• **Excerpt provided**
■ ■ ■

# prefixtune: default program

In [1]:
from default import *
import os, sys

  from .autonotebook import tqdm as notebook_tqdm


## Run the default solution on small

In [4]:
basemodel = 'distilgpt2'
table_to_text = TableToText("peft", basemodel=basemodel)
model = AutoModelForCausalLM.from_pretrained(basemodel)
decoder_output = table_to_text.decode(model, '../data/input/small.txt')
print("\n".join(decoder_output))

10it [00:13,  1.35s/it]

0||  _______________________________________________    A new report from the US Department of Justice's Office of the Inspector General (OIG) has revealed that the Justice Department's Office of the Inspector General (OIG) has found that the Department of Justice has
1||   The following is a list of the most popular and popular websites in the United States.    The following is a list of the most popular and popular websites in the United States.    The following is a list of the
2||  __________   If you're looking for the first time in your life, you're looking for the first time in your life. If you're looking for the first time in your life, you're looking for the first time in your life
3||  ___________   A new report from the U.S. Department of Homeland Security (DHS) in the wake of the 9/11 attacks on the U.S. and its allies in the Middle East has revealed that the U.

■ ■ ■

(Position annotation listing)

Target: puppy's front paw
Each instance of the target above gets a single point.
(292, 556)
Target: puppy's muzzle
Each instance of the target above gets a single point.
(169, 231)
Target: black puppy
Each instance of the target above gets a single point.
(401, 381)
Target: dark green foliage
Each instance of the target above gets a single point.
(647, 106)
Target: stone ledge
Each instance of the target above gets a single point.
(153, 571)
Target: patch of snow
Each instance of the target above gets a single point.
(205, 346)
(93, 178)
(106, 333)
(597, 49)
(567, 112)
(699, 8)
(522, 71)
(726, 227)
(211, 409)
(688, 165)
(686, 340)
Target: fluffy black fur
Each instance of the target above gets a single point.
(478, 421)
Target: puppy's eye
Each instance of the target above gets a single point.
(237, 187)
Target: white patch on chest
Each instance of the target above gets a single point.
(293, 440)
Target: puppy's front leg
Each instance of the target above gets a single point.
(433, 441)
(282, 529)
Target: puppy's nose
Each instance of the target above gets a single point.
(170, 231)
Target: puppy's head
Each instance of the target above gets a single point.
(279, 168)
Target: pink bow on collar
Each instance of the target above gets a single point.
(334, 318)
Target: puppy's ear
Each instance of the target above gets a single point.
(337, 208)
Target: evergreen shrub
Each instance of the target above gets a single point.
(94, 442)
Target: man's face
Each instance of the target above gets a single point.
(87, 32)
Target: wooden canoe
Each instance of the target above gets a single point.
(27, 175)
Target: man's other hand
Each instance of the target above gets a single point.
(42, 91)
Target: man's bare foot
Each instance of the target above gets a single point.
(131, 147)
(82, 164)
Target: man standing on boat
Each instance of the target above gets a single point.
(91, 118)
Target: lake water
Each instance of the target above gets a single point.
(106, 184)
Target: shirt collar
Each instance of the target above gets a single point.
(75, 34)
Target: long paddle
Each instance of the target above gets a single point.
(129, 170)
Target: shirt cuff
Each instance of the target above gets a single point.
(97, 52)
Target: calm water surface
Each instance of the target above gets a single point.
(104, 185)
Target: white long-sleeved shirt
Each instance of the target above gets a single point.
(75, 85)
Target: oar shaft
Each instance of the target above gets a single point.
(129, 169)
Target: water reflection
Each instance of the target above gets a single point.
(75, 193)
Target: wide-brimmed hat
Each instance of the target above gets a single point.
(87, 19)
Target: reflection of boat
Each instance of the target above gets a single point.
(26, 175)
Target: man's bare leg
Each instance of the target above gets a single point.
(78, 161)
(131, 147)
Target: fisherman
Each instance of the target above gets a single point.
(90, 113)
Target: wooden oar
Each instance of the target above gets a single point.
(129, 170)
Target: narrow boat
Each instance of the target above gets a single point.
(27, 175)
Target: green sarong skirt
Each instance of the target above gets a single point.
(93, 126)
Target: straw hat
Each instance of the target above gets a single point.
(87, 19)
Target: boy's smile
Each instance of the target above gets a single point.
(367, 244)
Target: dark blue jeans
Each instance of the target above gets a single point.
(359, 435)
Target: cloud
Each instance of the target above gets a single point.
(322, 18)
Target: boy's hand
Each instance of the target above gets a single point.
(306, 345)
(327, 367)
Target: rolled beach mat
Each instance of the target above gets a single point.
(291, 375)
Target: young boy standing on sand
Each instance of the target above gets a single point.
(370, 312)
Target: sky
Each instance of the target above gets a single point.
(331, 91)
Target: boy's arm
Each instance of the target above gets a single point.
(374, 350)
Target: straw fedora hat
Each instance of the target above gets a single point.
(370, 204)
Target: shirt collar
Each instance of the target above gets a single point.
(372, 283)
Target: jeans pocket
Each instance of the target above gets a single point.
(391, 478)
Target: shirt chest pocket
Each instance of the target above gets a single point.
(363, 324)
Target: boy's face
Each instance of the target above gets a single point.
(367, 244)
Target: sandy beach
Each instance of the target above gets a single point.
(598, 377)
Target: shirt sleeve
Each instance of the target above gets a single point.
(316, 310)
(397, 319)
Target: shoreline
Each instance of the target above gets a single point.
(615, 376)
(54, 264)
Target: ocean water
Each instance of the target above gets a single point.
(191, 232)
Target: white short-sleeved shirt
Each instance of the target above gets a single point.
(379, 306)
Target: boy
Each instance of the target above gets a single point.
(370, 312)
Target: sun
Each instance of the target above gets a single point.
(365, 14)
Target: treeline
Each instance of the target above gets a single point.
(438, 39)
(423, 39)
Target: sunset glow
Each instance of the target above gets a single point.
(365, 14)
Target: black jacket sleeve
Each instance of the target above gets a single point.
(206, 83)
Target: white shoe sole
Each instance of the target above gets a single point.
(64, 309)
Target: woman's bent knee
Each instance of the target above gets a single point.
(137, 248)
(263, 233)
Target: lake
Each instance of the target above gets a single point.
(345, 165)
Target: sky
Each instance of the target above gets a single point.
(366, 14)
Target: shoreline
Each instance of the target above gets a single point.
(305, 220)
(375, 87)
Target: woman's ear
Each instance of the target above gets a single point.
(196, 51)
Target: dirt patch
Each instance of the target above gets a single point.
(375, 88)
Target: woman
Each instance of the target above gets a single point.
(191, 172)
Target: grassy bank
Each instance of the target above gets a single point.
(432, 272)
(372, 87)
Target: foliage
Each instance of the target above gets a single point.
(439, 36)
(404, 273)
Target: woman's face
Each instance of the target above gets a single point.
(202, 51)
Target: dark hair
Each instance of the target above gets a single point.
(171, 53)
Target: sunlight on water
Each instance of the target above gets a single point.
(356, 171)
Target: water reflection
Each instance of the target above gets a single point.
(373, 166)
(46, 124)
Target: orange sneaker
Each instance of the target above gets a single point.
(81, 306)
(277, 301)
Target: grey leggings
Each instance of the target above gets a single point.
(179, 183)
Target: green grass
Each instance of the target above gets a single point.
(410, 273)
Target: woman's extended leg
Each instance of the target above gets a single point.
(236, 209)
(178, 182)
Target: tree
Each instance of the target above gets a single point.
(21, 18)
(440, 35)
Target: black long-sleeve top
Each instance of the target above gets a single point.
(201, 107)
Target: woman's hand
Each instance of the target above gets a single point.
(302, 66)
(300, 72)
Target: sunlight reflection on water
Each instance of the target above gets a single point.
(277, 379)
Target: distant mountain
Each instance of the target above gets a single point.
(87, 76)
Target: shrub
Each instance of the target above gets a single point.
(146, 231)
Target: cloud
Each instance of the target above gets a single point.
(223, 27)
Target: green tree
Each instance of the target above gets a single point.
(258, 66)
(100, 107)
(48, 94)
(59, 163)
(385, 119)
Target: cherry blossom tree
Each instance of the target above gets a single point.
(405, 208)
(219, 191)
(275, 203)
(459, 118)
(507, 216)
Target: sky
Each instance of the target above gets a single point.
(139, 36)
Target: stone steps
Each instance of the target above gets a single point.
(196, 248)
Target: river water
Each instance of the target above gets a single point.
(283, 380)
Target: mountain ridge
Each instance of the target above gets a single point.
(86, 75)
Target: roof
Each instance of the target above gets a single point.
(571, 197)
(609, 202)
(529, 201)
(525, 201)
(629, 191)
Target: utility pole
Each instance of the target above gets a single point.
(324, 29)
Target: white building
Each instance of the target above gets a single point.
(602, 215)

■ ■ ■

• **Exercise tasks**
a: Using only the prefixtune notebook, decide whether each statement agrees with it: (i) the base model is set to distilgpt2; (ii) the decoder reads its input from a file named large.txt; (iii) the progress line reports 10 iterations. Answer yes or no for each and quote the deciding words.
b: Rewrite the stretch of the listing from the line "Target: mountain ridge" through the end of the listing, replacing "single point" with "single marker" and leaving everything else unchanged.

• **Answer set**
a:
(i) Yes: "basemodel = 'distilgpt2'"
(ii) No: "'../data/input/small.txt'"
(iii) Yes: "10it [00:13,  1.35s/it]"

b:
Target: mountain ridge
Each instance of the target above gets a single marker.
(86, 75)
Target: roof
Each instance of the target above gets a single marker.
(571, 197)
(609, 202)
(529, 201)
(525, 201)
(629, 191)
Target: utility pole
Each instance of the target above gets a single marker.
(324, 29)
Target: white building
Each instance of the target above gets a single marker.
(602, 215)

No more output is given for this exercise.